→ **Action item**: Only lines with the word "comma" belong in the answer; copy them from the records below.

→ **Exercise data**:

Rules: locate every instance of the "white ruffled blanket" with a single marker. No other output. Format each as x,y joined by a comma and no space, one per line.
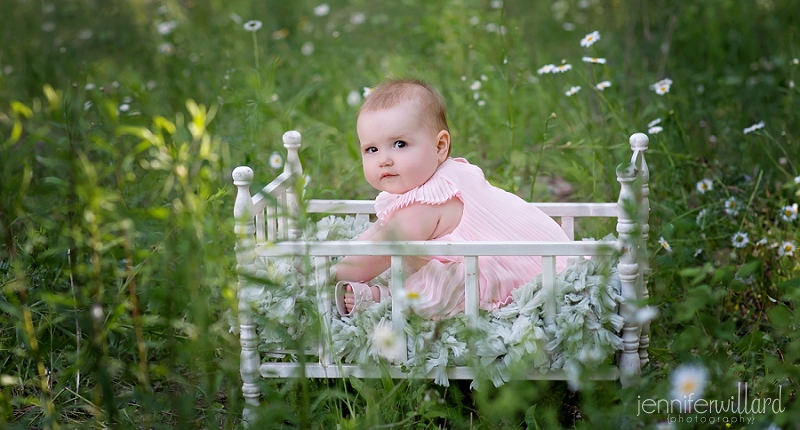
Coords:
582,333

...

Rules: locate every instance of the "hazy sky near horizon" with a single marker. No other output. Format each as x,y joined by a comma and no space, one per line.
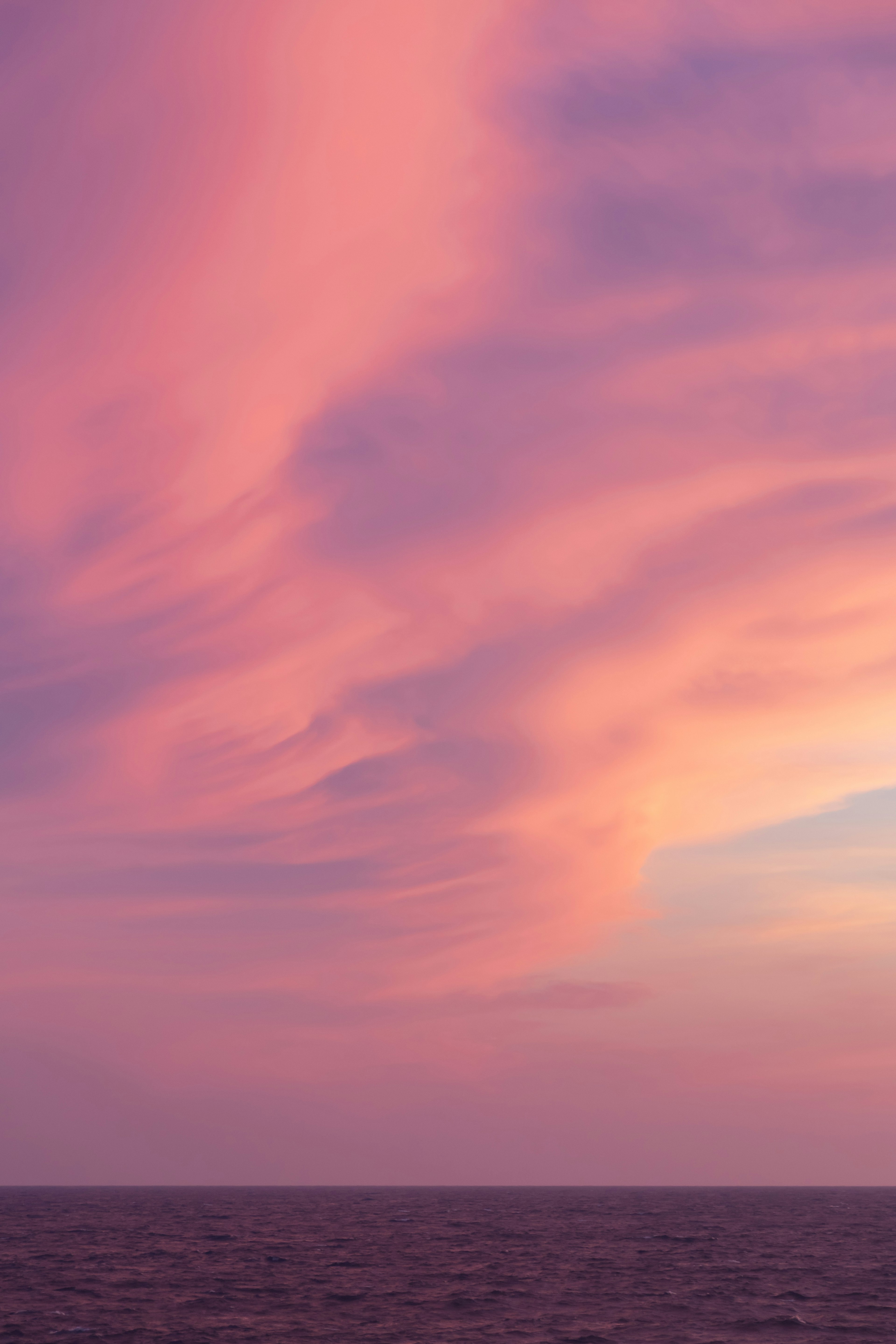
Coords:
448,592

→ **Output of the task**:
Rules: locate every instance of the "white ruffled blanket" with a single marker. No other output. Format each as x,y joined by a comma and no space, one per line.
Rules: locate every instance of the "hazy sky near horizon" with a single marker. No other output. Format each as x,y joined by a comma and no space, one per line.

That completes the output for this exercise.